Document extract:
Similarly, net1's link or peer partner advertises the following capabilities: autonegotiation, speed-duplex, and flow control of pause frames.
Example 8-8 Displaying Link Properties
This example shows how to list all the properties of a link. If you want to display only specific properties, you use the -p option with the specific properties that you want to monitor.
# dladm show-linkprop net1 LINK PROPERTY VALUE DEFAULT POSSIBLE net1 speed 1000 -- -- net1 autopush -- -- -- net1 zone -- -- -- net1 duplex half -- half,full net1 state unknown up up,down net1 adv_autoneg_cap 1 1 1,0 net1 mtu 1500 1500 -- net1 flowctrl no bi no,tx,rx,bi net1 adv_1000fdx_cap 1 1 1,0 net1 en_1000fdx_cap 1 1 1,0 net1 adv_1000hdx_cap 1 1 1,0 net1 en_1000hdx_cap 1 1 1,0 net1 adv_100fdx_cap 0 0 1,0 net1 en_100fdx_cap 0 0 1,0 net1 adv_100hdx_cap 0 0 1,0 net1 en_100hdx_cap 0 0 1,0 net1 adv_10fdx_cap 0 0 1,0 net1 en_10fdx_cap 0 0 1,0 net1 adv_10hdx_cap 0 0 1,0 net1 en_10hdx_cap 0 0 1,0
The settings for the speed and duplex capabilities of the link are manually configured on the enabled-speed properties which are labeled en_*_cap. For example, en_1000fdx_cap is the property for the gigabit full-duplex capability, and en_100hdx_cap is the property for the 100 megabits half-duplex capability. The settings of these enabled speed properties are advertised between the host and its link partner by corresponding advertised speed properties, which are labeled adv_*_cap such as adv_1000fdx_cap and adv_100hdx_cap.

Data listing:
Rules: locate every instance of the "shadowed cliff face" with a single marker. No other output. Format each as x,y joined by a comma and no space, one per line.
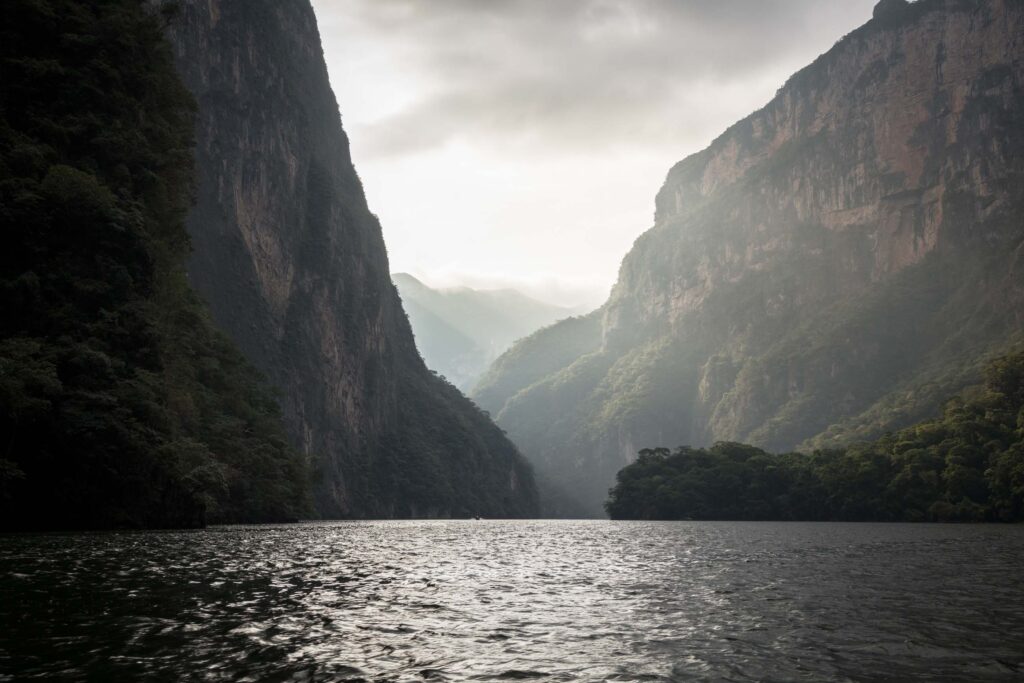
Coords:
830,267
294,268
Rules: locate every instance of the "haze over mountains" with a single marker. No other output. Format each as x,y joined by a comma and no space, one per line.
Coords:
833,266
201,325
460,331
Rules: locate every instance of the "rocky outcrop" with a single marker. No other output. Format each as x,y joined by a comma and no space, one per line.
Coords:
295,270
828,268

Exercise set:
- a) Could you reproduce the link properties excerpt, everything from "Similarly, net1's link" down to "want to monitor."?
- b) Which rows contain the word "single"? Locate and copy out each of those rows in full.
The link properties excerpt and the rows are unrelated to each other.

Answers per task:
- a)
Similarly, net1's link or peer partner advertises the following capabilities: autonegotiation, speed-duplex, and flow control of pause frames.
Example 8-8 Displaying Link Properties
This example shows how to list all the properties of a link. If you want to display only specific properties, you use the -p option with the specific properties that you want to monitor.

- b)
Rules: locate every instance of the "shadowed cliff face" with a single marker. No other output. Format each as x,y joined by a comma and no space, one per line.
Rules: locate every instance of the "haze over mountains" with a single marker. No other output. Format each as x,y joined by a comma and no space, one per line.
Rules: locate every instance of the "rocky outcrop" with a single marker. No other output. Format each as x,y joined by a comma and no space, one per line.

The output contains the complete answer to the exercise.